*WHAT THE TASK REQUIRES:* Your copy should match the listing below exactly, except that it holds no images.

*INPUT DATA:*

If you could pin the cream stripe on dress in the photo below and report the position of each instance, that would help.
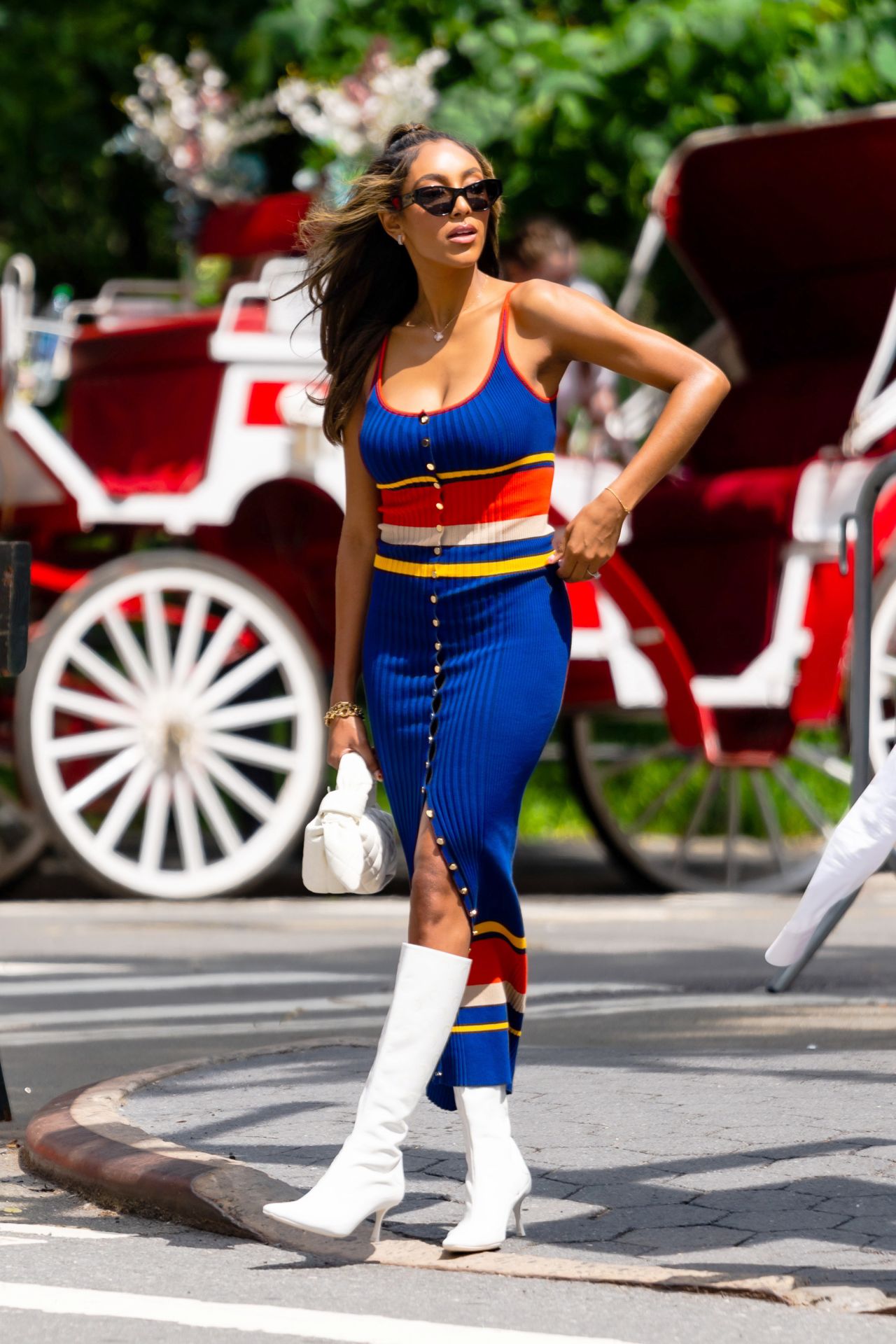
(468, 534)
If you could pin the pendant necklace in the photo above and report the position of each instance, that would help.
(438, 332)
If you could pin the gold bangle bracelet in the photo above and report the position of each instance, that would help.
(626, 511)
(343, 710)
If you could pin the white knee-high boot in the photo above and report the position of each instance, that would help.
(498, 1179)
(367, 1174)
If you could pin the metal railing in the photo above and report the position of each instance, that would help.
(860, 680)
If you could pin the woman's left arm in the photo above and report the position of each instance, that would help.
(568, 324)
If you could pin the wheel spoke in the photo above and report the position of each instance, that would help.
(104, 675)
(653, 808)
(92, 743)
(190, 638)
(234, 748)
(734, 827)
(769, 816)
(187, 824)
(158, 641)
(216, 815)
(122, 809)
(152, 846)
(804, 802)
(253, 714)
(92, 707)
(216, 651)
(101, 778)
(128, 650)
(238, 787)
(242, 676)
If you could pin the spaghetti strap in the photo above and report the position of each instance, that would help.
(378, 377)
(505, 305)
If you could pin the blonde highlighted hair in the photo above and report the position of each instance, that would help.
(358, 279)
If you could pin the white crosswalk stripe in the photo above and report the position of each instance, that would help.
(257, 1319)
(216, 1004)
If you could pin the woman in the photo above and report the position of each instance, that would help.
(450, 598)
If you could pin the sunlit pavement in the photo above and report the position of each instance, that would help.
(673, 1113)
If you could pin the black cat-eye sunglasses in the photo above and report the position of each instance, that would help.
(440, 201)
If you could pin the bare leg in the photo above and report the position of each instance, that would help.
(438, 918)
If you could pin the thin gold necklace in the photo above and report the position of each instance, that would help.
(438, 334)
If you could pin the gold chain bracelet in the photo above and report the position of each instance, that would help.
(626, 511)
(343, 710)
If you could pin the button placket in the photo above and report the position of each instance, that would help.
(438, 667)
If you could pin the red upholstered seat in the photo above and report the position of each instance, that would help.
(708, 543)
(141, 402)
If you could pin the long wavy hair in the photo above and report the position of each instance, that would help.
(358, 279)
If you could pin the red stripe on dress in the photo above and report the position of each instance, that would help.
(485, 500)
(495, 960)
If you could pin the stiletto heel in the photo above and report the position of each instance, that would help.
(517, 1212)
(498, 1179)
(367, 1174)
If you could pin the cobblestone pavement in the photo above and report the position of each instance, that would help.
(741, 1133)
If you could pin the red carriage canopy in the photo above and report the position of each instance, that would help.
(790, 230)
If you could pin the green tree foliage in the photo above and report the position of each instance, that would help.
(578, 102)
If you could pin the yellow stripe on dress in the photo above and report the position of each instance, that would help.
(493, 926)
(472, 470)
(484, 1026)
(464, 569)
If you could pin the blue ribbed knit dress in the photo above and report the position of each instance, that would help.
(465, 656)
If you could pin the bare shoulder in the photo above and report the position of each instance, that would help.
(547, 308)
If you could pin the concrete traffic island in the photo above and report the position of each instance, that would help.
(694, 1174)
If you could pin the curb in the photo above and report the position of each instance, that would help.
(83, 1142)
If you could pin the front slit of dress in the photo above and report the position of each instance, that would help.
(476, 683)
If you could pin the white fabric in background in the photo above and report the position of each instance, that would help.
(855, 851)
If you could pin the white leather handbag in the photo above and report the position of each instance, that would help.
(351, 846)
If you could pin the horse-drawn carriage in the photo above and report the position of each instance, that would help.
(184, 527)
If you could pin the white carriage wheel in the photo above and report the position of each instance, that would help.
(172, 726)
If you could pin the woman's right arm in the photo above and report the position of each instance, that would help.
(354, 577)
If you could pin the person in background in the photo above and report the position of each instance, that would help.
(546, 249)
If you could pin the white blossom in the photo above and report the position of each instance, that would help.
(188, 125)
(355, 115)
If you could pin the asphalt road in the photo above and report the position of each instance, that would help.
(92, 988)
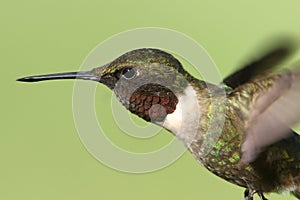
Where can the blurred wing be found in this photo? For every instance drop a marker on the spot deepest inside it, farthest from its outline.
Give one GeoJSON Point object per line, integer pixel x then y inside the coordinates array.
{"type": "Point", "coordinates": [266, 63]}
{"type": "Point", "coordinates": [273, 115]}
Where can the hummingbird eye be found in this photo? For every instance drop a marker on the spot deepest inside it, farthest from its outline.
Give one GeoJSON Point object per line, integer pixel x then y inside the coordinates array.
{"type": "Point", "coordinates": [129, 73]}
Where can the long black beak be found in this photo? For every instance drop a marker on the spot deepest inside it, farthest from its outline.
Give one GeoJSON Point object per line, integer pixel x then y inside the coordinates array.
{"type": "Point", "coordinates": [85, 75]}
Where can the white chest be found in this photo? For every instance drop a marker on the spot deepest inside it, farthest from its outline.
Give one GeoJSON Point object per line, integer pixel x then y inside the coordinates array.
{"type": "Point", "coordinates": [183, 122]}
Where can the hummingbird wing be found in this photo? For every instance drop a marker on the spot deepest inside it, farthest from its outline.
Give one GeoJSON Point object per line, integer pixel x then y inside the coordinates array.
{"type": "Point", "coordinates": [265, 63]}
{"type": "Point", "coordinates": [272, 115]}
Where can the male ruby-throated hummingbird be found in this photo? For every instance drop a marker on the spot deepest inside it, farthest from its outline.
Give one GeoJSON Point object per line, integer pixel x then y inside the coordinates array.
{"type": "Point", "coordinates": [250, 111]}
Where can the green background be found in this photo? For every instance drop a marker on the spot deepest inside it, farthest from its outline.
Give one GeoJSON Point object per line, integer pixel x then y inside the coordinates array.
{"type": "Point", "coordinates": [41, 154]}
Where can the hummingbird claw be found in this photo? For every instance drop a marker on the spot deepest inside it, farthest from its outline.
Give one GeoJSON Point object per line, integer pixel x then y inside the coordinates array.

*ANSWER SPACE:*
If you could pin the cream stripe on dress in the photo below and report the position of each instance, that would help.
(468, 534)
If you could pin the pendant necklace in the photo above and report the position of each instance, that would help.
(438, 332)
If you could pin the gold bangle bracelet in the photo above and report the position of each instance, that would help.
(626, 511)
(343, 710)
If you could pin the white knee-high boot in the photo above and report the position of each instance, that would help.
(498, 1179)
(367, 1174)
If you could pin the metal railing in the photo above and report the position of each instance, that would help.
(860, 680)
If you could pin the woman's left arm in the photo above and report the position of each instance, that would help.
(568, 324)
If you could pin the wheel spoke in the photo above and report the position of each instance, that would help.
(104, 675)
(653, 808)
(92, 743)
(190, 638)
(234, 748)
(734, 827)
(769, 816)
(187, 824)
(158, 641)
(216, 815)
(122, 809)
(152, 846)
(804, 802)
(253, 714)
(92, 707)
(216, 651)
(101, 778)
(128, 650)
(238, 787)
(242, 676)
If you could pin the spaghetti strap in the photo above and report the position of each instance, that would help.
(378, 377)
(505, 305)
If you could pin the blonde highlighted hair in the photo above and report the position of each instance, that would help.
(358, 279)
If you could pin the white crosswalk stripe in the photo above and report the position of each instance, that would help.
(257, 1319)
(216, 1004)
If you could pin the woman in the photo above and report the position of each instance, that would help.
(450, 598)
If you could pin the sunlit pavement in the photo above and report the position of each instance, that would help.
(673, 1113)
If you could pin the black cat-eye sunglasses in the photo above and report the position of each instance, that would help.
(440, 201)
If you could pin the bare leg in the photo above and report the position of each instance, that would help.
(438, 918)
If you could pin the thin gold necklace in the photo above and report the position of each instance, that would help.
(438, 334)
If you could pin the gold chain bracelet in the photo above and report the position of each instance, that would help.
(626, 511)
(343, 710)
If you could pin the button placket in the photo above and report the position of each instance, that would help.
(438, 667)
If you could pin the red upholstered seat in the photo above and report the position of each instance, that would help.
(708, 543)
(141, 402)
If you could pin the long wavy hair in the photo above and report the position of each instance, that would help.
(358, 279)
If you could pin the red stripe on dress in the photo above and report the position of each instance, that would help.
(485, 500)
(495, 960)
If you could pin the stiletto heel in the photo above and report the position of each instance, that would help.
(517, 1212)
(498, 1179)
(367, 1174)
If you could pin the cobblestone pavement in the photo above and report the position of each instance, that would help.
(741, 1133)
If you could pin the red carriage canopy in the photo above and report the position of each instance, that would help.
(790, 230)
If you could pin the green tree foliage in the photo above and report the position of each instance, that would help.
(578, 102)
If you could pin the yellow stripe on dress in the photo above and report the position of each instance, that would help.
(493, 926)
(472, 470)
(484, 1026)
(464, 569)
If you could pin the blue ribbed knit dress in the photo above and report the position of each instance, that would help.
(465, 656)
If you could pin the bare shoulder in the photo above and report the position of each instance, that would help.
(547, 308)
If you could pin the concrete traffic island in the photo above and report the position of each instance, that would help.
(694, 1174)
If you could pin the curb in the photo above and report the position of each instance, that would help.
(83, 1142)
If you could pin the front slit of dress in the photo above and report the position of each instance, that would help.
(476, 683)
If you could pin the white fabric in background in the photo above and report the position of each instance, that would help.
(855, 851)
If you could pin the white leather handbag in the photo above and report the position of each instance, that would help.
(351, 846)
If you could pin the horse-drawn carriage in the photo above and report the position of each instance, that would help.
(184, 527)
If you could pin the white carriage wheel in the photo above and report the position of each instance, that would help.
(172, 726)
If you could pin the woman's right arm in the photo above and report the position of each instance, that would help.
(354, 577)
If you could pin the person in background in the photo above and report the position of each instance, that would help.
(546, 249)
If you could pin the white blossom in the photo above and report the position of each instance, that would help.
(188, 125)
(355, 115)
If you could pin the asphalt road in the photo above and report the position of each instance, that would help.
(92, 988)
Where can the blurred wing be found in this photo? For every instance drop a marker on the spot deepest inside it, farthest from its outline.
Give one GeoJSON Point object per line, integer pixel x then y inside the coordinates array.
{"type": "Point", "coordinates": [266, 63]}
{"type": "Point", "coordinates": [273, 115]}
Where can the hummingbird eye be found in this photo? For every instance drop a marker on the spot deepest inside it, farthest from its outline.
Give one GeoJSON Point object per line, integer pixel x then y inside the coordinates array.
{"type": "Point", "coordinates": [129, 73]}
Where can the long black beak be found in this photo? For every instance drop a marker on the spot deepest inside it, farthest from its outline.
Give one GeoJSON Point object per line, integer pixel x then y inside the coordinates array.
{"type": "Point", "coordinates": [85, 75]}
Where can the white chest be found in this photo? For every instance drop a marker on the spot deepest inside it, farthest from its outline.
Give one GeoJSON Point object per line, integer pixel x then y inside the coordinates array.
{"type": "Point", "coordinates": [183, 122]}
Where can the hummingbird wing be found in this photo? For every instance drop a marker on the spot deepest inside it, farthest from its outline.
Give one GeoJSON Point object per line, integer pixel x then y inside the coordinates array.
{"type": "Point", "coordinates": [265, 63]}
{"type": "Point", "coordinates": [272, 115]}
Where can the male ruby-throated hummingbird be found in this photo? For every instance drop a marker on the spot deepest inside it, farthest from its outline.
Give one GeoJSON Point object per line, integer pixel x then y inside the coordinates array.
{"type": "Point", "coordinates": [250, 111]}
Where can the green background be found in this photo? For every instance drop a marker on the spot deepest inside it, farthest from its outline.
Give one GeoJSON Point object per line, integer pixel x then y inside the coordinates array.
{"type": "Point", "coordinates": [41, 154]}
Where can the hummingbird claw be found in this photo? For every instance drop a marker on the spot deepest inside it, farthest from its outline.
Give one GeoJSON Point object per line, integer pixel x then y inside the coordinates array.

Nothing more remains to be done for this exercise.